**Set task**
Beginning with the line containing "In the photo above, where can the soccer player in striped" and ending with the last line, repeat the records exactly.

Pointing records
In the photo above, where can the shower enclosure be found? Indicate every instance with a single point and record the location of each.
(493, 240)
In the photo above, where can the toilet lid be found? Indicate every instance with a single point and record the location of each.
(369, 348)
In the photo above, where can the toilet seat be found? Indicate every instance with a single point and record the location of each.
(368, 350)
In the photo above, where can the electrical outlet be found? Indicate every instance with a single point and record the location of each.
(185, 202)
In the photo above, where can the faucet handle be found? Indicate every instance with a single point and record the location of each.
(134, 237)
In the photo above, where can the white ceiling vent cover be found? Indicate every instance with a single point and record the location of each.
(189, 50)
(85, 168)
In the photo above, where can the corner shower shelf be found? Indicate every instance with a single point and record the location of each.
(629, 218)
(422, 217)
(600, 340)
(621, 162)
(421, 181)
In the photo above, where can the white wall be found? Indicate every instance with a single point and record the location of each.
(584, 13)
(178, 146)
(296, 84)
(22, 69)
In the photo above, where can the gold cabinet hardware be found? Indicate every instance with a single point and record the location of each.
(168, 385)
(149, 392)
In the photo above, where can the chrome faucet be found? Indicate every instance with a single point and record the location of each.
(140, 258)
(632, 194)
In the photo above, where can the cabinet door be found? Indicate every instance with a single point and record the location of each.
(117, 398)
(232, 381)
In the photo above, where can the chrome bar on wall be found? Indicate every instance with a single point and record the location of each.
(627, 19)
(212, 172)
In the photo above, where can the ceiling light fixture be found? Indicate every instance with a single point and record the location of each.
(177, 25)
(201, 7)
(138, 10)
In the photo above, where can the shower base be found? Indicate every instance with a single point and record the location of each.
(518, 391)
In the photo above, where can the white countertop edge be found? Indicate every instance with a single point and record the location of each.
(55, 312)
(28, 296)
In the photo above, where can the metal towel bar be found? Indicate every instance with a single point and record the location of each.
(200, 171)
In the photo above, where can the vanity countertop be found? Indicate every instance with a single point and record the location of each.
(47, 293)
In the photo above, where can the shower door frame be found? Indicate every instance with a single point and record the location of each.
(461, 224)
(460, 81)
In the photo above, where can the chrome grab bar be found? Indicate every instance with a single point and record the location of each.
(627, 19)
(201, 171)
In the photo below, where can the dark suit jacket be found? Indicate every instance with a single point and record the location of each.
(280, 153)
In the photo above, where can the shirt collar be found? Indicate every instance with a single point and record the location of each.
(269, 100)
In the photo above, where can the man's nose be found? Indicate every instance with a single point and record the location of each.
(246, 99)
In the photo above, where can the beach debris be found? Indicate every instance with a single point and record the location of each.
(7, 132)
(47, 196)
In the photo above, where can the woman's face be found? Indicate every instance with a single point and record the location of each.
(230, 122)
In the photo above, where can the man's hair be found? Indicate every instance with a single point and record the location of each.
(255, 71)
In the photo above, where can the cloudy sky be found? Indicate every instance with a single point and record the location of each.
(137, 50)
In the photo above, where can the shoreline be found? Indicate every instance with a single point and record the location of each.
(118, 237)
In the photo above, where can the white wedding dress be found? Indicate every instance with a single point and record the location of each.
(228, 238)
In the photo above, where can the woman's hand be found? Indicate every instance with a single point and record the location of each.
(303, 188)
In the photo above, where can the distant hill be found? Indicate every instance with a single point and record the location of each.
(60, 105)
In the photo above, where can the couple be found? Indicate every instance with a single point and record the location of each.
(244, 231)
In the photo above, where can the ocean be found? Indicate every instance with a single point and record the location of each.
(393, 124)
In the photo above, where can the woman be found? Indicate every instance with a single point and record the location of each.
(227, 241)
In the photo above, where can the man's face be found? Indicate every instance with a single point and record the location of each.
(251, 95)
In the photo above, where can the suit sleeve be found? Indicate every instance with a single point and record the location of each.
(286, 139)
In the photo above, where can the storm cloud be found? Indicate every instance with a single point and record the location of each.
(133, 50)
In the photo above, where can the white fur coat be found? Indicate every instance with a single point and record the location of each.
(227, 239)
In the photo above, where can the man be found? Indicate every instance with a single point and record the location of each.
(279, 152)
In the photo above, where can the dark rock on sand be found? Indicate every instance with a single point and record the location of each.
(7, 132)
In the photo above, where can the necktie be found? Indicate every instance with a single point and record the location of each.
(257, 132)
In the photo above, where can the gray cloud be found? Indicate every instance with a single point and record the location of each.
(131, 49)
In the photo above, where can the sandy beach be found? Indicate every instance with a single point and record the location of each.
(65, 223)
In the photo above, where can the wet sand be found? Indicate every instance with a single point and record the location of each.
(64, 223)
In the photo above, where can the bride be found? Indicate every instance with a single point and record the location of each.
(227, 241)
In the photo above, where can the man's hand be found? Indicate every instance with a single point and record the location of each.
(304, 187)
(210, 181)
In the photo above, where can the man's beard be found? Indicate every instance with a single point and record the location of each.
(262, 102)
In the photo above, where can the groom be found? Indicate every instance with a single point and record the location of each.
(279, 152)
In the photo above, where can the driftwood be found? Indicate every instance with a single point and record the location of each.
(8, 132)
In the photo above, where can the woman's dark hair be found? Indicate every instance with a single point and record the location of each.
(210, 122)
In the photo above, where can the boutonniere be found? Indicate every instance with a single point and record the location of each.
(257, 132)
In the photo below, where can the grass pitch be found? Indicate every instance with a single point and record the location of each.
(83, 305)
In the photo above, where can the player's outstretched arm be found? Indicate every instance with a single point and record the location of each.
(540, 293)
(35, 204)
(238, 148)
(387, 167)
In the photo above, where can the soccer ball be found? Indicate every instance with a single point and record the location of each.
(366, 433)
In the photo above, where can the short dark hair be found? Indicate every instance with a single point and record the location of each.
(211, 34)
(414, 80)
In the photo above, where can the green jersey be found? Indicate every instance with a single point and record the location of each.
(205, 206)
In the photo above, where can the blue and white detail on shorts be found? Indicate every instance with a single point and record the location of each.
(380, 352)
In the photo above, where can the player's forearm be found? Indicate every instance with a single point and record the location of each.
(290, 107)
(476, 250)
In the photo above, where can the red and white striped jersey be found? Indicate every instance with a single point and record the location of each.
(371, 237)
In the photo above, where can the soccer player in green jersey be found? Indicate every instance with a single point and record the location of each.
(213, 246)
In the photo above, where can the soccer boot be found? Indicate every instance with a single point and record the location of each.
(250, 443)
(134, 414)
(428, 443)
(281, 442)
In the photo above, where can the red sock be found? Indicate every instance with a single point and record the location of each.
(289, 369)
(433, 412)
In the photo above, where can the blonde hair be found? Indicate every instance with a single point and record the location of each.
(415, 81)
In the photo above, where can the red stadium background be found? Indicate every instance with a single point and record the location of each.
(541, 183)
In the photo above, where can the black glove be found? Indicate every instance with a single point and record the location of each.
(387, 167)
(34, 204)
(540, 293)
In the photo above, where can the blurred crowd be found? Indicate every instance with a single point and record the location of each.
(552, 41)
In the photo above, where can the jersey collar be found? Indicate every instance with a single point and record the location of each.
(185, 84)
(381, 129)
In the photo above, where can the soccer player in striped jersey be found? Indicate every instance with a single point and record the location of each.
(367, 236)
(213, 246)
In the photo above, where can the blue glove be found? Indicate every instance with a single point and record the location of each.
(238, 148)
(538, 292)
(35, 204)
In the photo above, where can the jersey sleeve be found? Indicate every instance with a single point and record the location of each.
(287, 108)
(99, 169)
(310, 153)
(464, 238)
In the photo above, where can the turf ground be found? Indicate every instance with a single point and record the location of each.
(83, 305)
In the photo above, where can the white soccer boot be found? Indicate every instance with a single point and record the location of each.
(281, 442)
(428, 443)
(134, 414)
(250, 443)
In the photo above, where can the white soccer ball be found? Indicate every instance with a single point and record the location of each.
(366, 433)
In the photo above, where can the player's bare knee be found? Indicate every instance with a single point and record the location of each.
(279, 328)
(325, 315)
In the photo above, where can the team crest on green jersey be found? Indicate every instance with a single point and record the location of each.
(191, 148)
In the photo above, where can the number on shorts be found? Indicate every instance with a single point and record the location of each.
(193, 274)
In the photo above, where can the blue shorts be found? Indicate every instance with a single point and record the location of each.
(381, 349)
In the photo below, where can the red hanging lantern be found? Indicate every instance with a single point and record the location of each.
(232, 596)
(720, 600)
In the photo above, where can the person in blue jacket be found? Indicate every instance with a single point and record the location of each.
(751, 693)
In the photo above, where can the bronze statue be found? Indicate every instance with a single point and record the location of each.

**Task result**
In the photo above, where can the soccer player in striped jersey be found? Indicate every instance with a single point and record the location of each.
(367, 236)
(213, 246)
In the photo above, where can the blue glove be found? Indicate every instance with a single point and record the location of each.
(238, 148)
(538, 292)
(35, 204)
In the photo above, where can the jersey sleeve be found? Indicate every instance with a single point and record the location of each.
(287, 108)
(99, 169)
(310, 153)
(464, 238)
In the photo above, where can the turf ground be found? Indicate every instance with a single point and record the location of each.
(83, 305)
In the photo above, where can the white soccer boot be found? Indicate every instance with a single point and record the location of each.
(281, 442)
(428, 443)
(134, 414)
(250, 443)
In the photo above, where can the white soccer ball be found? Indicate every instance with a single point and record the location of each.
(366, 433)
In the photo above, where can the player's bare knee be found? Indicate every instance with a single point and record the location of each.
(279, 328)
(325, 315)
In the photo above, where can the team crest on green jersey be found? Indicate every instance with a single point and record the location of each.
(191, 148)
In the photo above, where can the number on shorts be found? Indicate every instance with a single point and record the location of each.
(193, 274)
In the photo above, where can the blue shorts be found? Indicate every instance with a single point and record the location of each.
(381, 349)
In the photo below, where can the red hanging lantern be found? Indicate every instance with a single point and record the location of each.
(232, 596)
(720, 600)
In the photo above, where can the person in blue jacket be found? Indicate every instance with a single point and record the location of each.
(751, 693)
In the photo above, where can the bronze statue be found? Indicate every instance with a single point and record the location of each.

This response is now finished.